EXTRACTED ENTRIES:

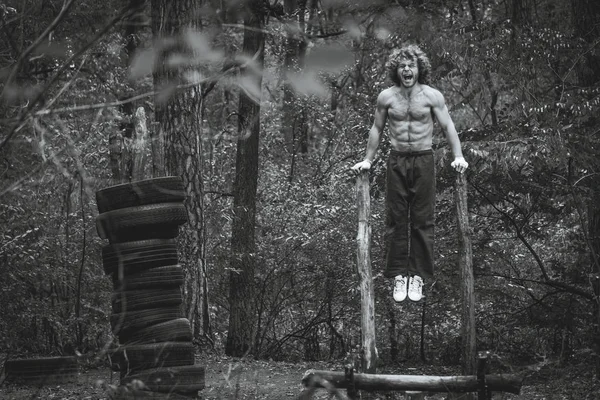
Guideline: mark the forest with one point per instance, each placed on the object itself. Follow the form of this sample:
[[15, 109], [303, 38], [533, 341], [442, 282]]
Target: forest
[[262, 107]]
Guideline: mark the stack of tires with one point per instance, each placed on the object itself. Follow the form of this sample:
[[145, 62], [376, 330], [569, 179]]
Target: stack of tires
[[141, 222]]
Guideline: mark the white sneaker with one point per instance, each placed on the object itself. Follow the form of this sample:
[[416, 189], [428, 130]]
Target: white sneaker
[[400, 287], [415, 288]]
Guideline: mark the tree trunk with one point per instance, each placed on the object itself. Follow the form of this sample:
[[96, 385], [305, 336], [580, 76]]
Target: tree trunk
[[294, 116], [123, 142], [138, 149], [179, 125], [586, 21], [465, 264], [242, 314]]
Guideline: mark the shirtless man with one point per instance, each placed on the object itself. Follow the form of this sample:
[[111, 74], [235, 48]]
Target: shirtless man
[[410, 107]]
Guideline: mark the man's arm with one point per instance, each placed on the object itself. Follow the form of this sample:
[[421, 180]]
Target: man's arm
[[374, 134], [443, 116]]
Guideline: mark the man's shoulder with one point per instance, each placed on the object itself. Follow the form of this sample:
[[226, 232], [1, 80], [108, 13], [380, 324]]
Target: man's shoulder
[[385, 95], [433, 94], [387, 92], [430, 90]]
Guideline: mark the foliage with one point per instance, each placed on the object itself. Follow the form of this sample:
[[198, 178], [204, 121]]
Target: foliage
[[529, 131]]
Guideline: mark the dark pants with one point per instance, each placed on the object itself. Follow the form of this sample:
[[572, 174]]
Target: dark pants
[[410, 202]]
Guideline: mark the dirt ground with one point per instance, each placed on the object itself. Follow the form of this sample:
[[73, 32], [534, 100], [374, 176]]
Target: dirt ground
[[253, 379]]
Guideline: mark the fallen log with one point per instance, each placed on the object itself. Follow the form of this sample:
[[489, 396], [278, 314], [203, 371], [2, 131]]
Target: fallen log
[[510, 383]]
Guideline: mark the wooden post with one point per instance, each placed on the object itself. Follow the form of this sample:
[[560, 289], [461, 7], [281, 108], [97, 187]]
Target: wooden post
[[367, 297], [350, 388], [483, 392], [465, 264]]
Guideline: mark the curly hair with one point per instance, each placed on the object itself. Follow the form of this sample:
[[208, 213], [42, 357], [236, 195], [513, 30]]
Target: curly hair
[[411, 52]]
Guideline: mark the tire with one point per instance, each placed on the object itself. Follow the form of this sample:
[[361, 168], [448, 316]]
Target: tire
[[169, 276], [185, 379], [136, 358], [129, 321], [153, 221], [132, 300], [138, 256], [41, 371], [175, 330], [168, 189]]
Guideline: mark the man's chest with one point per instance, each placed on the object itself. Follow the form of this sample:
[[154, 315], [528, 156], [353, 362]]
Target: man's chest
[[403, 109]]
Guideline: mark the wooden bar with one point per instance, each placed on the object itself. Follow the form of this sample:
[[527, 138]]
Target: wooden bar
[[510, 383], [367, 291], [482, 392], [465, 266]]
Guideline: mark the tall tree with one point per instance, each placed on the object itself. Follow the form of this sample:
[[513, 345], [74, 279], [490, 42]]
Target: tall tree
[[586, 21], [294, 120], [178, 114], [242, 315]]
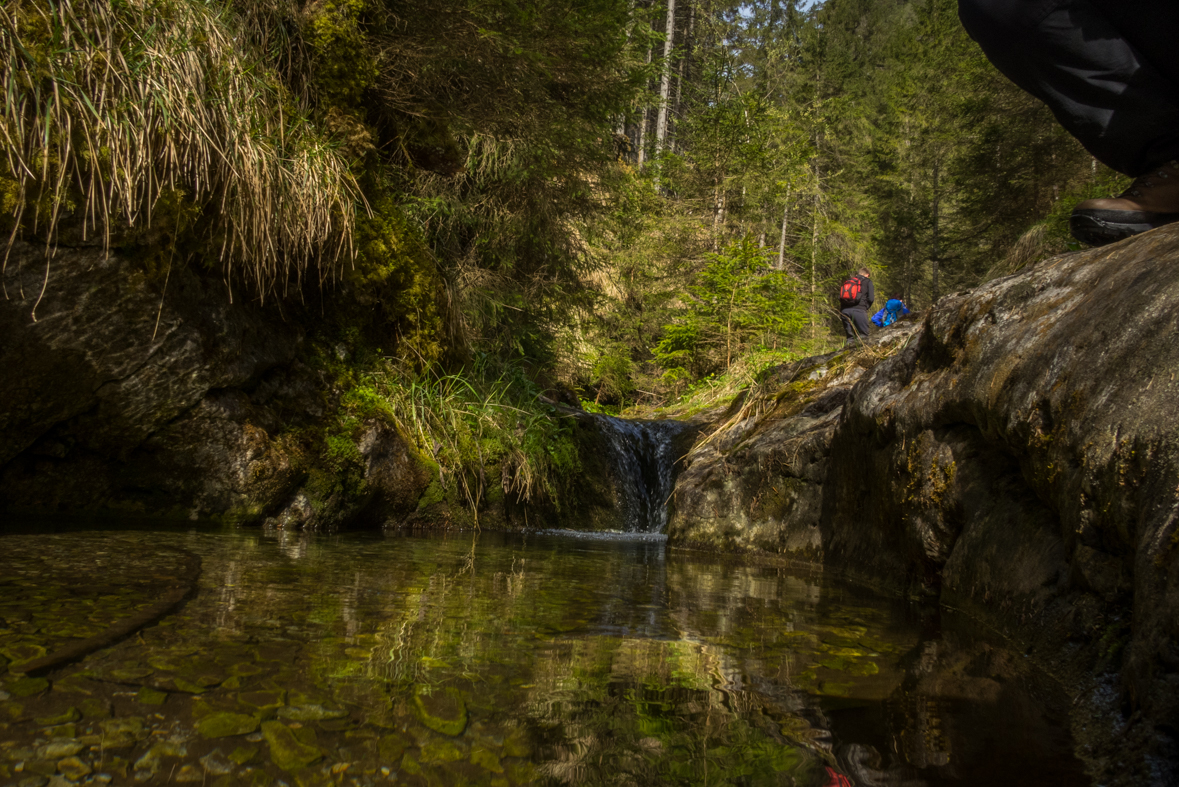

ASSIGNED TASK: Please keep the pictures out and reproduce the records above exactly.

EXERCISE RESPONSE:
Guideline: mark the forest with one point per instance, each placed on the object itself. Follow the form of this sample:
[[15, 109], [303, 38], [533, 341], [442, 282]]
Target: forest
[[262, 107]]
Guideline: mark the stack of tires with one point per instance, each placed on the object itself. Follow the form of this sample:
[[145, 62], [376, 330], [569, 179]]
Target: stack of tires
[[141, 222]]
Guideline: mark the white sneaker with one point per instance, each placed on the object itself. Follow the form of this sample:
[[416, 189], [428, 130]]
Target: white sneaker
[[400, 287], [415, 288]]
Guideline: mark the tree trunk with one point per instance, each placed on the object itself. Follow the form of this sample:
[[96, 385], [305, 336], [580, 76]]
Target: tree trunk
[[294, 116], [123, 142], [138, 149], [179, 125], [586, 21], [465, 264], [242, 314]]
Guideline: mark the shirtless man with one point per instance, each placed on the object itself. Follow the form of this sample:
[[111, 74], [235, 48]]
Target: shirtless man
[[410, 107]]
Guideline: mark the man's arm with one point per instance, each placed on the object itself. Follow the form of this sample:
[[421, 180]]
Target: man's arm
[[374, 134], [443, 116]]
Guideline: mark the man's shoulder with one point per instance, each placed on the object itself. Follow the form of this sample:
[[226, 232], [1, 80], [108, 13], [380, 324]]
Target: man's shoulder
[[385, 95], [433, 94], [387, 92], [430, 90]]
Guideline: mark the foliage with one point per instance, each placed on the object itself. Follow the form of this sample:
[[198, 178], [204, 121]]
Target: foliage
[[529, 131]]
Guideline: mark the dark pants with one point per instance, each placed on the object itself. Follow the form of this sample:
[[572, 174]]
Target: dark pants
[[410, 202]]
Guideline: mark the dirt ground with one point per instance, each placed on the object itself. Follow the form of this sample:
[[73, 32], [534, 100], [374, 176]]
Target: dirt ground
[[253, 379]]
Guideline: mark the fallen log with one point per instance, each placed on the object itself. Follow the form of this sample:
[[489, 396], [278, 314], [203, 371], [2, 131]]
Target: fallen log
[[510, 383]]
Guideline: mark the wooden post with one point per instance, each placed on the object itself. Follow the form of this sample:
[[560, 289], [461, 7], [281, 108], [97, 187]]
Target: wooden post
[[367, 297], [350, 388], [483, 392], [465, 264]]
Guideline: mark the curly hair with one point per instance, each placed on the object itself. Follow the form of this sample:
[[208, 213], [42, 357], [236, 195], [513, 30]]
Target: curly hair
[[411, 52]]
Guideline: mark the tire with one point per instance, each placed on the object itself. Follow the form of this sample:
[[361, 168], [448, 316]]
Target: tire
[[169, 276], [185, 379], [136, 358], [129, 321], [153, 221], [132, 300], [138, 256], [41, 371], [175, 330], [168, 189]]
Guideline: mark the man's chest with one point per instance, each placed on the object itself. Follow the form of this sample:
[[154, 315], [528, 156], [353, 362]]
Target: man's chest
[[403, 109]]
Guideline: mark the wooden bar with one point per instance, each placed on the object itself. Follow the form of this sample:
[[527, 138]]
Target: wooden bar
[[510, 383], [367, 291], [482, 392], [465, 266]]
Guideline: mark the tall tree with one point per instance, each placed on the object itself. Follow the form of this sample:
[[513, 345], [74, 279], [490, 42]]
Target: tall tree
[[586, 21], [294, 120], [178, 114], [242, 315]]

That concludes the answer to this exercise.